### SOAL LATIHAN
1. Tuliskan kembali bagian teks tafsir dari "Firman Allah: (إِنَّهُ" sampai "yang akan diucapkannya.", dengan mengganti "memikirkan" menjadi "merenungkan".
2. Buatlah ringkasan teks tafsir dalam dua kalimat.
3. Sambunglah teks tafsir ini dari kalimat terakhirnya.
#### TEKS BACAAN
Kemudian Allah membantah dan mencelanya, Allah berfirman: (كَلَّا) “Sekali-kali tidak!” yakni: Aku tidak akan menambahnya, kemudian Allah memberikan alasan untuk hal itu dengan firman-Nya: (إِنَّهُ كَانَ لِآيَاتِنَا عَنِيْدًا) “Karena sesungguhnya dia menentang ayat-ayat Kami (al-Qur’ān)”, yakni: menentang dan ingkar kepada ayat-ayat yang Kami turunkan kepada Rasūl Kami. Dikatakan (عنِد يعند) dengan kasrah apabila seseorang menentang kebenaran dan bersi-keras menolaknya, sementara ia menyadarinya, maka ia disebut (عنيد) “keras kepala” dan (عاند) “bersi-keras/menuntut”. (عاند) juga berarti yang menyimpang dari jalan dan tujuan. Di antara contoh penggunaan kata ini adalah perkataan al-Ḥāritsī:
إِذَا رَكِبْتُ فاجْعَلَانِيْ وَسَطَا | إِنِّيْ كَبِيْرٌ لَا أُطِيْق الْعُنَّدَا |
“Apabila aku berkendara maka tempatkanlah aku di tengah,
Sesungguhnya aku telah lanjut usia, tidak dapat mengelak.”
Abū Shāliḥ berkata: “(عَنِيْدًا) artinya (مباعدا) “menjauhi”,” Qatādah berkata: “Ingkar”. Muqātil berkata: “Menolak”.
(سَأُرْهِقُهُ صَعُوْدًا) “Aku akan membebaninya mendaki pendakian yang memayahkan” Yakni: Aku akan membebaninya kesulitan dari adzab, ini seperti ketika ia mendapati adzab yang berat yang tidak mampu ia tanggung. Suatu pendapat menyatakan: “Bahwa Allah membebaninya untuk mendaki gunung dari api neraka.” (الإرهاق) “memayahkan” dalam bahasa ‘Arab adalah membebani seseorang dengan sesuatu yang berat.
Firman Allah: (إِنَّهُ فَكَّرَ وَ قَدَّرَ) “Sesungguhnya dia telah memikirkan dan menetapkan (apa yang ditetapkannya)” Yakni: sesungguhnya ia telah memikirkan mengenai Nabi s.a.w. dan al-Qur’ān yang diturunkan kepada beliau, dan telah menentukan sikapnya. Yakni, telah menyiapkan kata-kata dalam dirinya. Orang-orang ‘Arab biasa mengatakan: “Kamu menyiapkan sesuatu jika kamu telah menyiapkannya.” Itu, bahwa tatkala ia mendengar al-Qur’ān, ia masih memikirkan apa yang hendak ia katakan dan dalam dirinya telah menentukan apa yang akan diucapkannya.
########
#### DATA TERCATAT
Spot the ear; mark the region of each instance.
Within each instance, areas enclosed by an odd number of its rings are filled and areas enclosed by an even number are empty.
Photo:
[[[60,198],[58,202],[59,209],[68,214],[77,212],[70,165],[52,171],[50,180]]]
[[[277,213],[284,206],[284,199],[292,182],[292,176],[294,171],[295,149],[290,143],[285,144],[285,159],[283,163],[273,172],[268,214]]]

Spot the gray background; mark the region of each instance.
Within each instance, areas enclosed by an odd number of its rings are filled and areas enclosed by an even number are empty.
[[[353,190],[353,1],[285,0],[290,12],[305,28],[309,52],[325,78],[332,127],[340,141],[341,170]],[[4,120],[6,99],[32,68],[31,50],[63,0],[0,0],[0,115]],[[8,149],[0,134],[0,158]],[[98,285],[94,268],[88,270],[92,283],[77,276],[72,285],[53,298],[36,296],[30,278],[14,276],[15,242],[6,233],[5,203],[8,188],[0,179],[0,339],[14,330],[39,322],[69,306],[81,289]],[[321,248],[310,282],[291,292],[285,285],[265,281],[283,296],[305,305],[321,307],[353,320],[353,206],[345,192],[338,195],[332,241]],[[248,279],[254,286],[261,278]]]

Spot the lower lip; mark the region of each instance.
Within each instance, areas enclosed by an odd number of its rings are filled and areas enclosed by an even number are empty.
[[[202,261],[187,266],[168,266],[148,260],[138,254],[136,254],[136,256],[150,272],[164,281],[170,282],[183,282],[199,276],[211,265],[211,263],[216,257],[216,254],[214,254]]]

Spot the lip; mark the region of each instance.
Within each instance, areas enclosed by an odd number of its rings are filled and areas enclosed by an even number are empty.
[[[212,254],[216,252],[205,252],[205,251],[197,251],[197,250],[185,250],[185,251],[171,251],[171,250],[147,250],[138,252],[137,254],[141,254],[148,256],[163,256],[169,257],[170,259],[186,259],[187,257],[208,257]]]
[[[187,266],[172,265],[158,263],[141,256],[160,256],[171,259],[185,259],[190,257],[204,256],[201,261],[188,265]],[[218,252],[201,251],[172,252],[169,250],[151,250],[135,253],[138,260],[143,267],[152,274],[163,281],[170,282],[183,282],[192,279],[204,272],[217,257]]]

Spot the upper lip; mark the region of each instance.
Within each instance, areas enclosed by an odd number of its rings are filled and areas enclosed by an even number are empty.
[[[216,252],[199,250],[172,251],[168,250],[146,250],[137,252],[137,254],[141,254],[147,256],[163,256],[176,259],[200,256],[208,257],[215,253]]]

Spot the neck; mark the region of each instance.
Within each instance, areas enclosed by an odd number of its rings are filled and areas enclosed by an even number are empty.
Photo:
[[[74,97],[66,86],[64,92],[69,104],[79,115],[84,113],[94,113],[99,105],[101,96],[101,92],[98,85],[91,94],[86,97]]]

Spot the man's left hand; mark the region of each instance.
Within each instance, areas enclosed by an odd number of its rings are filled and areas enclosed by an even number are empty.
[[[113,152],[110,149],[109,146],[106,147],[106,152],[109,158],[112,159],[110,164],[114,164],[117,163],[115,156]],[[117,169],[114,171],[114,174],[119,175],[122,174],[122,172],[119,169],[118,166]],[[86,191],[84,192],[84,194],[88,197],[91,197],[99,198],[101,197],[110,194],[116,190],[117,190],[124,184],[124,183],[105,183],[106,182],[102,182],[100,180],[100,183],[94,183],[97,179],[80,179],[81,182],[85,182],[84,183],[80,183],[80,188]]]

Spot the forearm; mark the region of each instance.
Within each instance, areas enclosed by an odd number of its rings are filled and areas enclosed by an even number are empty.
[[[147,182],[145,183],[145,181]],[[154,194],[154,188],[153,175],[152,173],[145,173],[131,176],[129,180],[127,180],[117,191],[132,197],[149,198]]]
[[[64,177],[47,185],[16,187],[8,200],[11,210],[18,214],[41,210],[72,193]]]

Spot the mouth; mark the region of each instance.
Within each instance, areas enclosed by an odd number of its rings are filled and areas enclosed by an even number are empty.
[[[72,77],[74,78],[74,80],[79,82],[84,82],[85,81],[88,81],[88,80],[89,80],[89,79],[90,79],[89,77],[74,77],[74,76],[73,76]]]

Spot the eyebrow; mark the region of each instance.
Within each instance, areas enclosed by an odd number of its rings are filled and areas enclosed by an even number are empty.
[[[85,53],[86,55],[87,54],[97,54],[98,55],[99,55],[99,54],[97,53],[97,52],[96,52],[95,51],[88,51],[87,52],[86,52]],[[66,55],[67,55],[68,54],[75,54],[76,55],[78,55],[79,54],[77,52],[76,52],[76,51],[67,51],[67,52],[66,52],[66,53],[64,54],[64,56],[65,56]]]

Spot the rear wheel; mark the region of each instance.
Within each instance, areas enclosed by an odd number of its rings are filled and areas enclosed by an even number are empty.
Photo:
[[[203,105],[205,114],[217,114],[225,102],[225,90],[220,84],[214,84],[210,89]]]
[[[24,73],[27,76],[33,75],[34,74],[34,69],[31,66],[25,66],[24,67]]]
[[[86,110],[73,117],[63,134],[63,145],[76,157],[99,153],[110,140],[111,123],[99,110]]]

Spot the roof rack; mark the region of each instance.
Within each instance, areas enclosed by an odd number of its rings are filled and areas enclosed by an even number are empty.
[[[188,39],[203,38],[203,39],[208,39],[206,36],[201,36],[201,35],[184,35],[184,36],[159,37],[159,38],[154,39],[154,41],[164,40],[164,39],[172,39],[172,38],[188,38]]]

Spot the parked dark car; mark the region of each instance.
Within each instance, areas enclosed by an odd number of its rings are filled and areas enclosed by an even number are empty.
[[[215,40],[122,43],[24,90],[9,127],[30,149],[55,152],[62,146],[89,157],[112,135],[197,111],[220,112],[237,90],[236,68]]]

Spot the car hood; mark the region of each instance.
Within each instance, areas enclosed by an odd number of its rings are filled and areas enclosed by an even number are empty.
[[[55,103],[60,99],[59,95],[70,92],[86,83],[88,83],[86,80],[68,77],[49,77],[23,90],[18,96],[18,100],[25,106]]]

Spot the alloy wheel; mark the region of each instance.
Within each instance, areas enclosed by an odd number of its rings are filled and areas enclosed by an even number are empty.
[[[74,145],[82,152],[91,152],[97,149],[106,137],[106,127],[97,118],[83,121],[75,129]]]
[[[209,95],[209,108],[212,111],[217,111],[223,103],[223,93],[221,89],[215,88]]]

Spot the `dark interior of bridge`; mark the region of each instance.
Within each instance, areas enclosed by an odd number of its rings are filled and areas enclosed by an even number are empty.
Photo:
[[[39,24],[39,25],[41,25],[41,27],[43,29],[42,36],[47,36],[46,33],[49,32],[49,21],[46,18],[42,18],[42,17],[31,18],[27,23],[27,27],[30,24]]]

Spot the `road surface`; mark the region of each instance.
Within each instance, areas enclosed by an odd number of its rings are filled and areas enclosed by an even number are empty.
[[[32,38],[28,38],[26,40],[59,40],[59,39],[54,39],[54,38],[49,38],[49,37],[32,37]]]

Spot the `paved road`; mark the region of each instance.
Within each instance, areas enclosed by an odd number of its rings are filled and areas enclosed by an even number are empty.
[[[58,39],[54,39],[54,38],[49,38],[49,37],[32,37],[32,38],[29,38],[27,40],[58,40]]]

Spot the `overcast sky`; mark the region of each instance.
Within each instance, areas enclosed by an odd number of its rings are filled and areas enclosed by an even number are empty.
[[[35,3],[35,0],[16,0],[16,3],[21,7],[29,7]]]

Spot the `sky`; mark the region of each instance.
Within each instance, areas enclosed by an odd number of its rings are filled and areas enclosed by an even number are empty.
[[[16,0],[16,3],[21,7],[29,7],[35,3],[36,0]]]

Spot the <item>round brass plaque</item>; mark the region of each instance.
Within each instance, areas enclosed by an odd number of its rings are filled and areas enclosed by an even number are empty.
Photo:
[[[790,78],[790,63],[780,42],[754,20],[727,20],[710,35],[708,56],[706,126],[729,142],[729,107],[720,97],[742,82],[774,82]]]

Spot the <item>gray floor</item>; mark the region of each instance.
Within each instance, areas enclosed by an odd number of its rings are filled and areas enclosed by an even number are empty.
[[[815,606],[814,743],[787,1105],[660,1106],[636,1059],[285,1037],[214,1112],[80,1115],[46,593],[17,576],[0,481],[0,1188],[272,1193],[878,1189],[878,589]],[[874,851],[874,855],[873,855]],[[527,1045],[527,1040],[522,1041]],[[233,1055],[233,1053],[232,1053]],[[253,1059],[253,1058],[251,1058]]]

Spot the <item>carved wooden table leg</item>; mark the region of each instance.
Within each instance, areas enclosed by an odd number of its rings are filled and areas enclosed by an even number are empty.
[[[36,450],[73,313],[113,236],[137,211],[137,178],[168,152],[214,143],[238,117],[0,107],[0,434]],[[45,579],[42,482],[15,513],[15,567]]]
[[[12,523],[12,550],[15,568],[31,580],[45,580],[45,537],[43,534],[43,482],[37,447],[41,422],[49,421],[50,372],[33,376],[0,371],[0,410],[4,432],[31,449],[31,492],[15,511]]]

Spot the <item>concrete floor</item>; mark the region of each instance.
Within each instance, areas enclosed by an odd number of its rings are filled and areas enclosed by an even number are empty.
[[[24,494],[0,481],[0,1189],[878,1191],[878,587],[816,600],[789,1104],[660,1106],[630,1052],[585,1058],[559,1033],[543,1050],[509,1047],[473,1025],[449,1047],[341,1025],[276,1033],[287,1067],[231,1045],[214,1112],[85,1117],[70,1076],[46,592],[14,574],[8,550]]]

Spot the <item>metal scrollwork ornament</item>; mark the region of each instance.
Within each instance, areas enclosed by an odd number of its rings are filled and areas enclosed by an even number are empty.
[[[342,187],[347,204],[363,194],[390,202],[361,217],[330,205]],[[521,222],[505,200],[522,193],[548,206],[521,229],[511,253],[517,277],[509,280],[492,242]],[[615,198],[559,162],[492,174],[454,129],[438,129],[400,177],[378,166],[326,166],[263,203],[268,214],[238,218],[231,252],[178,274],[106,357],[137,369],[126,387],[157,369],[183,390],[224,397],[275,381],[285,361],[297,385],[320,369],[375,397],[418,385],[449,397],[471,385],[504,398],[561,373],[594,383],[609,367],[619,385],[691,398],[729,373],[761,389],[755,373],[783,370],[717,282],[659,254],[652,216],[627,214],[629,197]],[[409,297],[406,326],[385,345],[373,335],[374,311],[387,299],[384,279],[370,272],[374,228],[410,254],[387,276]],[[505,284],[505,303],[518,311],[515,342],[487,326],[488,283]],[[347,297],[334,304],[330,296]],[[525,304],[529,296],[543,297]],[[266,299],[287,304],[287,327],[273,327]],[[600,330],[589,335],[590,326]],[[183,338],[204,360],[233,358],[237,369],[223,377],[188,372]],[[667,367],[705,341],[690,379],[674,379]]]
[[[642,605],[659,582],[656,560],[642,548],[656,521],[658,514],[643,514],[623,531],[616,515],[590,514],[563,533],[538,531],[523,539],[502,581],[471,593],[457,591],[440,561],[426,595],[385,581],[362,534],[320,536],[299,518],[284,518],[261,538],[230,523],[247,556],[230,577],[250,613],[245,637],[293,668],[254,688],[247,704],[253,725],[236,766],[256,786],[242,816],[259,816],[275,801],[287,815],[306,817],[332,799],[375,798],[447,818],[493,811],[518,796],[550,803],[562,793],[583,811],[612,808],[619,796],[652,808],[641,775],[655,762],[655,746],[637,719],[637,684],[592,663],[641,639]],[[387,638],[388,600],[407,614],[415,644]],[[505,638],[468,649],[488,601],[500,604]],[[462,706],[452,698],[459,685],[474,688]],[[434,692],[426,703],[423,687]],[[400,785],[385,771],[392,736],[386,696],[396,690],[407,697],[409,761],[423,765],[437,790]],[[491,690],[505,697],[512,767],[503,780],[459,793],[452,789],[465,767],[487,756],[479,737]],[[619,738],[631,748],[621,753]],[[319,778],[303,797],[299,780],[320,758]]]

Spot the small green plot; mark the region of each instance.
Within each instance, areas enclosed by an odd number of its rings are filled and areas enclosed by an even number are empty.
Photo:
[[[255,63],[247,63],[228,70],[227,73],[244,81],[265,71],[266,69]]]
########
### JAWABAN LATIHAN
1.
Firman Allah: (إِنَّهُ فَكَّرَ وَ قَدَّرَ) “Sesungguhnya dia telah merenungkan dan menetapkan (apa yang ditetapkannya)” Yakni: sesungguhnya ia telah merenungkan mengenai Nabi s.a.w. dan al-Qur’ān yang diturunkan kepada beliau, dan telah menentukan sikapnya. Yakni, telah menyiapkan kata-kata dalam dirinya. Orang-orang ‘Arab biasa mengatakan: “Kamu menyiapkan sesuatu jika kamu telah menyiapkannya.” Itu, bahwa tatkala ia mendengar al-Qur’ān, ia masih merenungkan apa yang hendak ia katakan dan dalam dirinya telah menentukan apa yang akan diucapkannya.

2. Allah menolak memberi tambahan kepada orang yang menentang dan mengingkari ayat-ayat-Nya, lalu akan membebaninya dengan adzab yang berat. Orang itu telah memikirkan Nabi s.a.w. dan al-Qur’ān serta menetapkan dalam dirinya kata-kata yang akan diucapkannya.

3.
Maka Allah mencelanya dan berfirman: (فَقُتِلَ كَيْفَ قَدَّرَ) “Maka celakalah dia! Bagimana dia menetapkan?” Yakni: dilaknat dan diadzab, lantas bagaimana ia bisa menentukan?, Yakni, dalam kondisi bagaimana ia akan menentukan ucapan yang telah ditentukan dalam dirinya. Sebagaimana diungkapkan dalam percakapan: “Aku benar-benar telah memukulnya, lantas apa yang akan dia lakukan.” Yakni, bagaimana kondisi pemukulan itu padanya. Ada yang mengatakan, maknanya: Ia telah dikalahkan dan dihancurkan, lalu bagaimana ia bisa menentukan? Di antara contoh penggunaan lafazh ini adalah perkataan seorang penyair:
وَ مَا ذَرَفَتْ عَيْنَاكِ إِلَّا لِتَضْرِبِيْ | بِسَهْمَيْكِ فِيْ أَعْشَارِ قَلْبٍ مُقَتَّلِ |
“Tidaklah kau meneteskan air mata, kecuali ketika memukul dengan panah cintamu ke pecahan hati yang terluka.”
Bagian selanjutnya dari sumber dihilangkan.